START The data
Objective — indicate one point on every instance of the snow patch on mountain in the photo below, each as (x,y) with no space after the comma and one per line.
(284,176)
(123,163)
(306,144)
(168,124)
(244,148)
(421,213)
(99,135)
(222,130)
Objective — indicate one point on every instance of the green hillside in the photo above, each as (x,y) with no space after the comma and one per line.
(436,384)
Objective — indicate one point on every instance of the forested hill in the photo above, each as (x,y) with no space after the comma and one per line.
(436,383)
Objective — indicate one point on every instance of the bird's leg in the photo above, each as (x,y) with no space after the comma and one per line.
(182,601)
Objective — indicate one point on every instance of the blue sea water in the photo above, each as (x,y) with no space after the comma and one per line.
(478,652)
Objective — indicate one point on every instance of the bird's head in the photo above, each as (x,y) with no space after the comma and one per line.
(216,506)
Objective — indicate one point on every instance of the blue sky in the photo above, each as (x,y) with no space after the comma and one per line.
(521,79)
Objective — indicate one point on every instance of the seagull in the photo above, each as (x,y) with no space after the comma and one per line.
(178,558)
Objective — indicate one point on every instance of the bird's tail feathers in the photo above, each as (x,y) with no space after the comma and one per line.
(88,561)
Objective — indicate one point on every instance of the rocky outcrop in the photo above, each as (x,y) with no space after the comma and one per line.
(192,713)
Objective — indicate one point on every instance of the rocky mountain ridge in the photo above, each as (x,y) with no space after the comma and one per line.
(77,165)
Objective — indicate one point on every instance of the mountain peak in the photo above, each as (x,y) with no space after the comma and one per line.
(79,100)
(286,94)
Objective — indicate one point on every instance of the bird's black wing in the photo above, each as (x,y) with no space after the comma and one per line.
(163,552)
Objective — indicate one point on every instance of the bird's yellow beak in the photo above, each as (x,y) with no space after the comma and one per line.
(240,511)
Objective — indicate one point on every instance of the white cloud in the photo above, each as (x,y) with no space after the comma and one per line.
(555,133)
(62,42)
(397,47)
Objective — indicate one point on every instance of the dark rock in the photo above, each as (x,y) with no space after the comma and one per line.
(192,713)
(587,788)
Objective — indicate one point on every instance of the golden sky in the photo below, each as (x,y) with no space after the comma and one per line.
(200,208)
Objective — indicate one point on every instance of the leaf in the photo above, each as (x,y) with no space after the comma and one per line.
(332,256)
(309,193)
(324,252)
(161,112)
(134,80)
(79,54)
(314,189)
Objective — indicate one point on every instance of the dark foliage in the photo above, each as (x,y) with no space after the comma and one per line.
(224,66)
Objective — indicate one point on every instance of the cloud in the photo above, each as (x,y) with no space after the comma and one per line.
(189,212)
END The data
*What is required:*
Set down each line of the material above without a single alteration.

*Completed exercise:*
Objective — indicate one point on every instance of the snow patch on mountain in the photo below, each as (x,y) with no space after the comma and one per line.
(284,176)
(123,163)
(306,144)
(168,124)
(244,148)
(421,213)
(99,135)
(222,130)
Objective — indicate one point on every instance of the green hillside in the photo above, each as (x,y) with no space after the comma and one per line.
(436,384)
Objective — indicate one point on every instance of the forested hill in the photo above, each as (x,y) with no space after the comma and one per line.
(436,383)
Objective — indicate one point on every instance of the bird's leg in the photo above, each as (x,y) with no space after the comma and one per line.
(182,601)
Objective — indicate one point on every instance of the blue sea water in the photo above, each as (x,y) with no space after the comma and one per line.
(478,652)
Objective — indicate one point on every instance of the bird's head in the photo above, each as (x,y) with no space after the comma and one per line.
(216,506)
Objective — indicate one point on every instance of the blue sky in the photo above, each as (x,y) with no space after the comma and one per line.
(521,79)
Objective — indicate one point on every instance of the seagull in the photo above, each as (x,y) with no space after the comma and one per line.
(178,558)
Objective — indicate one point on every instance of the bird's tail feathers in the photo above, each as (x,y) with no space after the comma and one per line.
(88,561)
Objective — indicate one point on every instance of the rocky outcrop in the photo above, each as (x,y) with no space after the comma and one per line.
(192,713)
Objective — indicate one point on every instance of the rocky mountain ridge in the photo above, each as (x,y) with no space after the comma and one per line.
(77,165)
Objective — indicate one point on every instance of the mountain peak in the photo above, each as (x,y) with no space after the comma and one per line.
(79,100)
(286,94)
Objective — indicate one point on every instance of the bird's black wing in the photo above, each as (x,y) with no space after the comma and one per line.
(163,552)
Objective — indicate one point on every instance of the bird's yellow beak in the photo above, each as (x,y) with no space after the comma and one per line.
(240,511)
Objective — indicate one point on every instance of the white cloud in the photo above, each as (x,y) with no space after the comma and one per line.
(555,133)
(62,42)
(397,47)
Objective — indicate one point on every instance of the dark rock in the photo above, each as (x,y) with no space after the comma and one per line.
(192,713)
(587,788)
Objective — indicate one point on every instance of the golden sky in the photo below, each as (x,y) with no space after the comma and one per line.
(200,208)
Objective — indicate one point on every instance of the leaf in the photo above, each as (x,y) with no space after the comma and one per line.
(332,256)
(309,193)
(324,252)
(161,112)
(134,80)
(79,54)
(314,189)
Objective — indicate one point on every instance of the dark foliage in the photo above, each as (x,y) with no space after the comma and one per line.
(224,66)
Objective — indicate one point on every instance of the cloud in the photo above, each as (x,y) with no space after the comma and one per line.
(189,212)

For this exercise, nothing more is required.